* **EXERCISE DETAILS**
Extend the langchain-builtsimple project description below, starting right after its final line of code.

-- PAGE EXCERPT follows --

Skip to main content

LangChain integration for Built-Simple research APIs (PubMed & ArXiv)

Project description

langchain-builtsimple

LangChain integration for Built-Simple research APIs, providing easy access to PubMed and ArXiv scientific literature.

PyPI version License: MIT

Features

  • PubMed Retriever & Tool - Search 4.5M+ peer-reviewed biomedical articles
  • ArXiv Retriever & Tool - Search 2.7M+ preprints in physics, math, CS, and ML
  • Combined Retriever - Search both sources simultaneously
  • RAG-ready - Documents include full metadata for citations
  • Agent-compatible - Tools work with LangChain agents out of the box

What Data is Included

PubMed Documents

  • page_content: Title + abstract (default) OR full article text (with include_full_text=True)
  • metadata:
    • pmid - PubMed ID
    • title - Article title
    • journal - Journal name
    • pub_year - Publication year
    • doi - DOI identifier
    • url - Link to PubMed
    • has_full_text - Boolean indicating if full text was fetched
    • full_text_length - Character count when available

🔥 FULL TEXT AVAILABLE! Unlike most research APIs, Built-Simple provides complete article text:

# Get full articles (15K-70K chars each!)
retriever = BuiltSimplePubMedRetriever(limit=5, include_full_text=True)
docs = retriever.invoke("cancer immunotherapy")

for doc in docs:
    print(f"Full text: {len(doc.page_content)} chars")  # ~15,000-70,000!

ArXiv Documents

  • page_content: Title + authors + abstract
  • metadata:
    • arxiv_id - ArXiv ID (e.g., "2301.12345")
    • title - Paper title
    • authors - Author list
    • year - Publication year
    • url - ArXiv page link
    • pdf_url - Direct PDF link

⚠️ Abstracts only - Full PDFs are not downloaded. Use pdf_url to fetch if needed.

Installation

pip install langchain-builtsimple

For development with examples:

pip install langchain-builtsimple[dev]

Quick Start

Basic Retrieval

from langchain_builtsimple import BuiltSimplePubMedRetriever, BuiltSimpleArxivRetriever

# Search PubMed
pubmed = BuiltSimplePubMedRetriever(limit=5)
docs = pubmed.invoke("CRISPR gene therapy")

for doc in docs:
    print(f"Title: {doc.metadata['title']}")
    print(f"Journal: {doc.metadata['journal']}")
    print(f"URL: {doc.metadata['url']}\n")

# Search ArXiv
arxiv = BuiltSimpleArxivRetriever(limit=5)
docs = arxiv.invoke("transformer neural networks")

for doc in docs:
    print(f"Title: {doc.metadata['title']}")
    print(f"Authors: {doc.metadata['authors']}")
    print(f"ArXiv ID: {doc.metadata['arxiv_id']}\n")

-- PAGE EXCERPT concluded --
-- INFORMATION GIVEN follows --

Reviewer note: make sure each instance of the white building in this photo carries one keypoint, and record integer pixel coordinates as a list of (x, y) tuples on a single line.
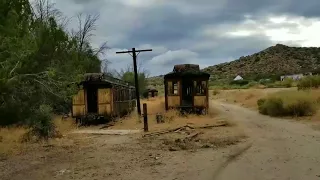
[(238, 78)]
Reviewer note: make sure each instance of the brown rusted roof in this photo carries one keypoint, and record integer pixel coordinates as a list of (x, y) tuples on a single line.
[(151, 88), (186, 67), (187, 70)]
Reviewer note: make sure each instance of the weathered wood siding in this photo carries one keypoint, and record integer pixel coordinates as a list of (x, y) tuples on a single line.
[(78, 104), (104, 101), (200, 101), (173, 101)]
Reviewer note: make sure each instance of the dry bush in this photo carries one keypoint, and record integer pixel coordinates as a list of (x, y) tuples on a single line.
[(289, 103), (10, 139), (215, 92), (15, 139), (309, 82)]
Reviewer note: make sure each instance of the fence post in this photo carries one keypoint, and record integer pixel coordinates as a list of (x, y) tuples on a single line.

-- INFORMATION GIVEN concluded --

* **OUTPUT BELOW**
RAG Chain with ChatOpenAI

from langchain_builtsimple import BuiltSimplePubMedRetriever
from langchain_openai import ChatOpenAI
from langchain_core.prompts import ChatPromptTemplate
from langchain_core.output_parsers import StrOutputParser
from langchain_core.runnables import RunnablePassthrough

# Create retriever
retriever = BuiltSimplePubMedRetriever(limit=5)

# Format documents for context
def format_docs(docs):
    return "\n\n".join(
        f"[{i+1}] {doc.metadata['title']} ({doc.metadata.get('pub_year', 'N/A')})\n{doc.page_content}"
        for i, doc in enumerate(docs)
    )

# Create RAG prompt
prompt = ChatPromptTemplate.from_template("""
Answer the question based on the following research papers. 
Cite papers by number [1], [2], etc.

Papers:
{context}

Question: {question}

Answer:""")

# Build chain
llm = ChatOpenAI(model="gpt-4o-mini", temperature=0)

chain = (
    {"context": retriever | format_docs, "question": RunnablePassthrough()}
    | prompt
    | llm
    | StrOutputParser()
)

# Ask a question
answer = chain.invoke("What are the latest developments in CAR-T cell therapy?")
print(answer)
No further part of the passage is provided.